Copy each of the entries below line for line, with every character unchanged.
— start of Extracted information —
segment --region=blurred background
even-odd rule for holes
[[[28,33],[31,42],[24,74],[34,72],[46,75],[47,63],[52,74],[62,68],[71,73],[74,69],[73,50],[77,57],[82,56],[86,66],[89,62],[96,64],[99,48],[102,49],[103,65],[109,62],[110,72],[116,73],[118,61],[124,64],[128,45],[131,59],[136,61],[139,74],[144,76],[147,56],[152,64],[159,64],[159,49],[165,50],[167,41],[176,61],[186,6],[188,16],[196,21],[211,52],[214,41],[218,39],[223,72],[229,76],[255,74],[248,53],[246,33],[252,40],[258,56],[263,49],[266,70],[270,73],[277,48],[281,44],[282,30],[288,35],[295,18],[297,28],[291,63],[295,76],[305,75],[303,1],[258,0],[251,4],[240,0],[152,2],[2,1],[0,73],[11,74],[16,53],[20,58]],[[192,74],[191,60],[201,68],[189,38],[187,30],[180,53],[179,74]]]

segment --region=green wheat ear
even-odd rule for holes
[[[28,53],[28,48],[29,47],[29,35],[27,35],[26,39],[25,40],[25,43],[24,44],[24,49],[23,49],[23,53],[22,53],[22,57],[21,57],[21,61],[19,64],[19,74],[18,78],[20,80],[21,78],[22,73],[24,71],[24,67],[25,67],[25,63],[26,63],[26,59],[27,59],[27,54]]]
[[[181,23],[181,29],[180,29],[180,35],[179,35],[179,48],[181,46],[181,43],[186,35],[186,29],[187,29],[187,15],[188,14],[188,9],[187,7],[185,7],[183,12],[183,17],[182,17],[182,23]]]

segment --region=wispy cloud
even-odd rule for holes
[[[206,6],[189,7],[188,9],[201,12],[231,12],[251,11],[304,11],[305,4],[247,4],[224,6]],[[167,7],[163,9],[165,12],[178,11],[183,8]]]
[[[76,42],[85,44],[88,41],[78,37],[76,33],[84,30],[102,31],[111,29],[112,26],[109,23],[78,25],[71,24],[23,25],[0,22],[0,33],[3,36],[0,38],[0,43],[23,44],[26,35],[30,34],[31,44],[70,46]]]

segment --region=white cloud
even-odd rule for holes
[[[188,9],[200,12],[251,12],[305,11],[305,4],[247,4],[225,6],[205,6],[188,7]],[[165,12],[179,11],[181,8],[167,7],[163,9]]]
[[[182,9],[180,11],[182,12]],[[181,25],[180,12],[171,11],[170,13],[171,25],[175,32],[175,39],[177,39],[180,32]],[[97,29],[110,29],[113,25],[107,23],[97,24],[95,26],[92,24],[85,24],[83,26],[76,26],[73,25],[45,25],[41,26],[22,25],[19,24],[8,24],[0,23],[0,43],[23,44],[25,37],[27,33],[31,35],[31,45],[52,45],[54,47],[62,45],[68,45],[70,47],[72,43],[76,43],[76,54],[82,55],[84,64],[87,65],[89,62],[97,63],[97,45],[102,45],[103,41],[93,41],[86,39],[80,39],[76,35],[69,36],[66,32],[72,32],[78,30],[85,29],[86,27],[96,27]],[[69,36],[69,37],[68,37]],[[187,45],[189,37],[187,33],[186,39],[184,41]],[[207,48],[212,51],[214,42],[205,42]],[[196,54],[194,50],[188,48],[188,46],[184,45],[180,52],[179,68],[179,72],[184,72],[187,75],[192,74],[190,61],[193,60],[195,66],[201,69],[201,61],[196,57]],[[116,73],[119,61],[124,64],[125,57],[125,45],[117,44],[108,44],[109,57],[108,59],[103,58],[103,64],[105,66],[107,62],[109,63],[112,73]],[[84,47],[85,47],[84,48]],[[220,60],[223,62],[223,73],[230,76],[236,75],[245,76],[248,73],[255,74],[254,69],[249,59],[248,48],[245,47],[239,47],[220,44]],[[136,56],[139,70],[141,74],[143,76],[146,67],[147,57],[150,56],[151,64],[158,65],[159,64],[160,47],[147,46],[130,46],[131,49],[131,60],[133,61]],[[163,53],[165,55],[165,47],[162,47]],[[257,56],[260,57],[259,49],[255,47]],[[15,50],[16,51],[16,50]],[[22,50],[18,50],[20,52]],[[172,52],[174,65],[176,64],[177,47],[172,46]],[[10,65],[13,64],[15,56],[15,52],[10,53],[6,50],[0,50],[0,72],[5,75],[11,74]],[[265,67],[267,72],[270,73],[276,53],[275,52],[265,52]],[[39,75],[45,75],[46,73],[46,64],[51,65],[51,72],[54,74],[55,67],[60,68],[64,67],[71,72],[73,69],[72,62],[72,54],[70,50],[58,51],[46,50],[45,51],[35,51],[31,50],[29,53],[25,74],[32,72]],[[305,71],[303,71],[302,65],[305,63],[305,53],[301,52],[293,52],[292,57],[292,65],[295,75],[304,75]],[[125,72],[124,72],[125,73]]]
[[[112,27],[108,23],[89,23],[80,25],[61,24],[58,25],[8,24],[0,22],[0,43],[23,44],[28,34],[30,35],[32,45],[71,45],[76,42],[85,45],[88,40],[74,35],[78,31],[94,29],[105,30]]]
— end of Extracted information —
> Answer to the exercise
segment --region=blurred background
even-odd rule for holes
[[[28,33],[31,42],[24,74],[34,72],[46,75],[47,63],[52,74],[62,68],[71,73],[74,69],[73,50],[77,57],[82,56],[86,66],[89,62],[96,64],[99,48],[102,49],[103,65],[109,62],[110,72],[116,73],[118,61],[124,64],[128,45],[131,59],[136,61],[139,74],[144,76],[147,56],[152,64],[159,64],[159,49],[165,50],[167,41],[176,61],[186,6],[188,16],[196,21],[211,52],[214,41],[218,39],[223,72],[229,76],[255,74],[248,53],[246,33],[252,40],[258,56],[263,49],[266,70],[270,73],[277,48],[281,44],[282,30],[288,35],[295,18],[297,28],[291,63],[295,76],[305,75],[303,1],[258,0],[251,4],[240,0],[152,2],[2,1],[0,73],[11,74],[16,53],[20,58]],[[192,74],[191,60],[201,68],[189,38],[187,30],[180,53],[179,74]]]

segment --region=green wheat ear
even-odd rule for holes
[[[28,53],[28,48],[29,47],[29,35],[27,35],[26,39],[25,40],[25,43],[24,44],[24,49],[23,49],[23,53],[22,53],[22,57],[21,57],[21,61],[19,64],[19,74],[18,78],[20,80],[21,78],[22,73],[24,71],[24,67],[25,67],[25,63],[26,63],[26,59],[27,59],[27,54]]]
[[[181,23],[181,29],[180,29],[180,35],[179,35],[179,48],[181,46],[181,43],[186,35],[186,29],[187,29],[187,15],[188,14],[188,9],[187,7],[185,7],[183,12],[183,17],[182,17],[182,23]]]

segment --region=wispy cloud
even-odd rule for holes
[[[206,6],[189,7],[188,9],[201,12],[231,12],[251,11],[304,11],[305,4],[247,4],[224,6]],[[167,7],[163,9],[165,12],[178,11],[183,8]]]
[[[76,42],[85,44],[88,41],[78,37],[76,33],[84,30],[102,31],[111,29],[112,26],[109,23],[78,25],[71,24],[23,25],[0,22],[0,33],[3,36],[0,38],[0,43],[23,44],[26,35],[30,34],[31,44],[70,46]]]

segment --region=white cloud
even-odd rule for holes
[[[188,9],[200,12],[251,12],[305,11],[305,4],[247,4],[225,6],[205,6],[188,7]],[[165,12],[179,11],[181,8],[167,7],[163,9]]]
[[[182,9],[180,11],[182,12]],[[181,25],[180,12],[171,11],[170,13],[171,25],[175,32],[175,39],[177,39],[180,32]],[[97,29],[110,29],[113,25],[107,23],[97,24],[95,26],[92,24],[85,24],[83,26],[76,26],[73,25],[45,25],[41,26],[22,25],[19,24],[8,24],[0,23],[0,43],[23,44],[25,37],[27,33],[31,35],[31,45],[52,45],[54,47],[62,45],[68,45],[70,47],[72,43],[76,43],[76,54],[82,55],[84,64],[87,65],[89,62],[97,63],[97,45],[102,45],[103,41],[93,41],[86,39],[80,39],[76,35],[69,36],[66,32],[72,32],[78,30],[85,29],[86,27],[96,27]],[[69,36],[69,37],[68,37]],[[187,45],[189,37],[187,33],[186,39],[184,41]],[[207,48],[212,51],[214,42],[205,42]],[[196,54],[194,50],[188,48],[188,46],[184,45],[180,52],[179,68],[179,72],[184,72],[187,75],[192,74],[190,61],[193,60],[195,66],[201,69],[201,61],[196,57]],[[116,73],[119,61],[124,64],[125,57],[125,45],[117,44],[108,44],[109,57],[108,59],[103,58],[103,64],[105,66],[107,62],[109,63],[112,73]],[[84,47],[85,47],[84,48]],[[220,60],[223,62],[223,73],[230,76],[236,75],[245,76],[248,73],[255,74],[254,69],[249,59],[248,48],[245,47],[239,47],[220,44]],[[136,56],[139,70],[141,74],[143,76],[146,67],[147,57],[150,56],[151,64],[158,65],[159,64],[160,47],[147,46],[130,46],[131,49],[131,60],[133,61]],[[163,53],[165,55],[165,47],[162,47]],[[257,56],[260,57],[259,49],[255,47]],[[15,50],[16,51],[16,50]],[[22,50],[18,50],[20,52]],[[172,52],[174,65],[176,64],[177,47],[172,46]],[[10,65],[13,64],[15,56],[15,52],[10,53],[6,50],[0,50],[0,72],[5,75],[11,74]],[[265,67],[267,72],[270,73],[276,53],[275,52],[265,52]],[[39,75],[45,75],[46,73],[46,64],[51,65],[51,72],[54,74],[55,67],[60,68],[64,67],[71,72],[73,69],[72,62],[72,54],[70,50],[58,51],[46,50],[45,51],[35,51],[31,50],[29,53],[25,74],[32,72]],[[305,71],[303,71],[302,65],[305,63],[305,53],[301,52],[293,52],[292,57],[292,65],[295,75],[304,75]],[[125,72],[124,72],[125,73]]]
[[[112,27],[108,23],[89,23],[80,25],[61,24],[58,25],[8,24],[0,22],[0,43],[23,44],[28,34],[30,35],[32,45],[71,45],[76,42],[85,45],[88,40],[74,35],[78,31],[94,29],[105,30]]]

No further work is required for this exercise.